__TASK TO CARRY OUT__. Format the listing below as a JSON list of strings, with one string for each line and no blank lines.
┄┄┄┄┄┄┄┄┄┄┄┄┄┄┄┄┄┄┄┄
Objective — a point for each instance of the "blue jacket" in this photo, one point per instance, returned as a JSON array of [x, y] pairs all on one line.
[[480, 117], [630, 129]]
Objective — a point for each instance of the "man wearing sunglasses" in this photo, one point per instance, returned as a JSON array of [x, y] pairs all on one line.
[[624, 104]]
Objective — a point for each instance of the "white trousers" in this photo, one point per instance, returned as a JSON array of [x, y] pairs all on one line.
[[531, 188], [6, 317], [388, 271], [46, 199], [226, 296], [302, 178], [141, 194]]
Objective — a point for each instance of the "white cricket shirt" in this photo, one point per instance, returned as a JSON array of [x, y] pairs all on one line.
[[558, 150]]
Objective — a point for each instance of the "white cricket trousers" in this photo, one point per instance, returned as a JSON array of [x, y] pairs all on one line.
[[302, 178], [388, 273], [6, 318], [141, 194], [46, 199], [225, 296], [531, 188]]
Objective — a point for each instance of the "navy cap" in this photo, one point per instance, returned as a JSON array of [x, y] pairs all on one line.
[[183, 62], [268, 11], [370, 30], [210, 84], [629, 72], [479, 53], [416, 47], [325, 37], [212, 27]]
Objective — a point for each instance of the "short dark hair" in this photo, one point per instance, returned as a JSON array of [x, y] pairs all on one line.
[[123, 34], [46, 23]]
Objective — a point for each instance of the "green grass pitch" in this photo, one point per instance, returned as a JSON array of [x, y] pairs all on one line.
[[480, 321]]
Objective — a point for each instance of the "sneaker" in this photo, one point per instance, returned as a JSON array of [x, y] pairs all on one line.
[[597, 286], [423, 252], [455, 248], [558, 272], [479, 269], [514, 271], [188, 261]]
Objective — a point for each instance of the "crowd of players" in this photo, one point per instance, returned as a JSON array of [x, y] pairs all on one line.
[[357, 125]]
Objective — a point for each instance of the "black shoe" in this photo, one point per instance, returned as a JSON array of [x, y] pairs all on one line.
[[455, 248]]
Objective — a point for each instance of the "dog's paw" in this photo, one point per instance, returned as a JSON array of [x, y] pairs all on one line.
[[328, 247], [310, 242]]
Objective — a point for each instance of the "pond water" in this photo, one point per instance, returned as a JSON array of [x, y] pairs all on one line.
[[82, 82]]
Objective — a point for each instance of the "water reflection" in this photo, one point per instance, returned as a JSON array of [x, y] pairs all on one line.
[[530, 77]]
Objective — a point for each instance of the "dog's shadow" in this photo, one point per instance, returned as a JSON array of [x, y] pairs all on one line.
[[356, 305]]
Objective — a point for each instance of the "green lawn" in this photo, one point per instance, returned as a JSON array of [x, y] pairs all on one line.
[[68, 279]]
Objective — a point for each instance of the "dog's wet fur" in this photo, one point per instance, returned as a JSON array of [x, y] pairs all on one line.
┄┄┄┄┄┄┄┄┄┄┄┄┄┄┄┄┄┄┄┄
__RESULT OF THIS TASK__.
[
  "Objective — a point for each instance of the \"blue jacket\" in this photo, one point per instance, returned as a JSON array of [x, y] pairs all on one line.",
  "[[480, 117], [630, 129]]",
  "Objective — a point for each instance of the \"man wearing sunglasses\" in this photo, one point per instance, returned as a JSON array of [x, y] pairs all on one line.",
  "[[624, 104]]",
  "Objective — a point for each instance of the \"white trousers\" in this photo, one point per instance, returned as a JSON array of [x, y] pairs all on one line.",
  "[[531, 188], [6, 317], [388, 271], [46, 199], [226, 296], [302, 178], [141, 194]]",
  "Objective — a point for each instance of the \"white cricket shirt\" in this photo, one point per instance, returned as a JSON array of [x, y] pairs all on one line.",
  "[[558, 150]]",
  "Objective — a point for each instance of the \"white cricket trousers\" in this photo, one point per instance, returned as a JSON array of [x, y] pairs all on one line.",
  "[[302, 178], [388, 273], [6, 318], [141, 194], [46, 199], [225, 296], [531, 188]]",
  "Objective — a point for each instance of the \"navy cap\" in this photo, one point per instance, returned as a JSON array of [x, y] pairs all on one line.",
  "[[183, 62], [268, 11], [370, 30], [210, 84], [629, 72], [479, 53], [416, 47], [325, 37], [212, 27]]",
  "Objective — a point for each instance of the \"short dark hair\" in this photo, one point per instance, returned as a JSON array of [x, y] pairs all on one line.",
  "[[123, 34], [46, 23]]",
  "Objective — a point for each instance of the \"green grass pitch\" in this photo, one point per instance, returned as a JSON array of [x, y] pairs all on one line.",
  "[[480, 321]]",
  "Objective — a point for each instance of the \"sneaker\" in this photo, one point per instance, returned as a JSON array of [x, y] pairs all on one line.",
  "[[597, 286], [423, 252], [455, 248], [558, 272], [479, 269], [514, 271], [188, 261]]",
  "Objective — a point for each instance of the \"crowd of players\" in this photo, one point per instance, returned as a JSON array of [x, y] pairs all on one line.",
  "[[357, 125]]",
  "Objective — a point for each instance of the \"black shoe\" in this photo, one point per instance, returned as a JSON array of [x, y] pairs all on one line.",
  "[[455, 248]]",
  "Objective — a point for each instance of the \"dog's paw\" in this photo, one point per instance, returned as a JSON array of [x, y] pairs all on one line.",
  "[[328, 247], [310, 242]]",
  "Objective — a point for each instance of the \"pond water\" in this photo, one point per instance, returned as a JSON array of [x, y] pairs all on one line.",
  "[[82, 82]]",
  "Objective — a point for each instance of the \"water reflection\" in this photo, one point per instance, returned as a JSON array of [x, y] pairs all on one line.",
  "[[530, 77]]",
  "Objective — a point for each instance of the \"dog's shadow\" in this photo, one point per instance, returned as a JSON array of [x, y] pairs all on one line.",
  "[[356, 305]]",
  "Objective — a point for each instance of the \"green lawn\" in this photo, one point per instance, returned as a JSON array of [x, y] pairs all on one line.",
  "[[68, 279]]",
  "Objective — a point for each instance of the \"dog's wet fur\" in this photo, one point per instance, returned as a JSON array of [x, y] pairs all on one line."
]